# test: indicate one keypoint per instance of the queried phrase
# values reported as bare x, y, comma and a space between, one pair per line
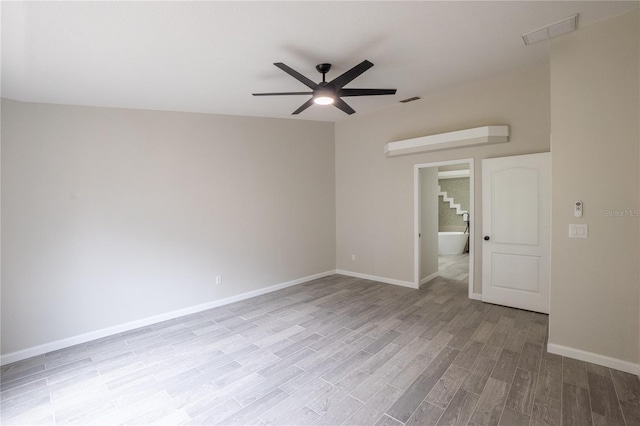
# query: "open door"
516, 218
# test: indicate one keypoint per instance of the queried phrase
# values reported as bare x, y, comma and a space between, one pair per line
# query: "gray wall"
595, 97
458, 189
111, 215
374, 194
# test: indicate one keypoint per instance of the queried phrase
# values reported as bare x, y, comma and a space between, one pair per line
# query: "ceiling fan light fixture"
323, 100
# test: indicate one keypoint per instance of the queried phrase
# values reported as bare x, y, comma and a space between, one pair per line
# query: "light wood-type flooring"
337, 350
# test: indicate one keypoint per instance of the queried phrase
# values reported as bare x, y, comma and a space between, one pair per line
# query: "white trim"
416, 218
109, 331
468, 137
377, 278
603, 360
453, 174
429, 278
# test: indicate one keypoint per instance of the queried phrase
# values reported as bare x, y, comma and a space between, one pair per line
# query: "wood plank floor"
337, 350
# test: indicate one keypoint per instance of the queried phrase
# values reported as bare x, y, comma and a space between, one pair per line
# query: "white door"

> [THE PROBLEM]: Convert every line of the records above into a numbered list, one line per item, with blank lines omitted. Leave the picture out of the list.

> [PROBLEM SOLUTION]:
1. # test: indicate one keypoint per instance of the queried phrase
2. # values reported as bare x, y, comma and a space between, one pair per line
3. # query: "open door"
4. 516, 218
5. # test: indicate one keypoint per instance of the queried phrase
6. # values reported as bare x, y, comma and a space between, one pair per line
7. # query: "gray wall"
8. 595, 97
9. 458, 189
10. 111, 215
11. 374, 194
12. # test: indicate one keypoint per instance of the queried phrase
13. # values reported as bare x, y, comma and a space between, one pair per line
14. # query: "ceiling fan light fixture"
15. 323, 100
16. # test: indicate one keypoint per instance of the queried phrase
17. # values reported as bare x, y, comma and a space between, one pair per line
18. # query: "light wood-type flooring"
19. 337, 350
20. # test: indicate one keypoint per instance of the queried phrase
21. # values reported as bare x, y, comma and a space between, one pair per line
22. # query: "white trim"
23. 416, 218
24. 109, 331
25. 468, 137
26. 377, 278
27. 603, 360
28. 453, 174
29. 429, 278
30. # test: indicate one keypoint per instance of the queried phrase
31. # values reported as bare x, y, comma and a space between, one pair per line
32. # query: "wood plank floor"
33. 337, 350
34. # test: indicate one keypoint per instance of the queried phrase
35. # values reported as bare x, y, comma and a space between, one pair per line
36. # query: "white door"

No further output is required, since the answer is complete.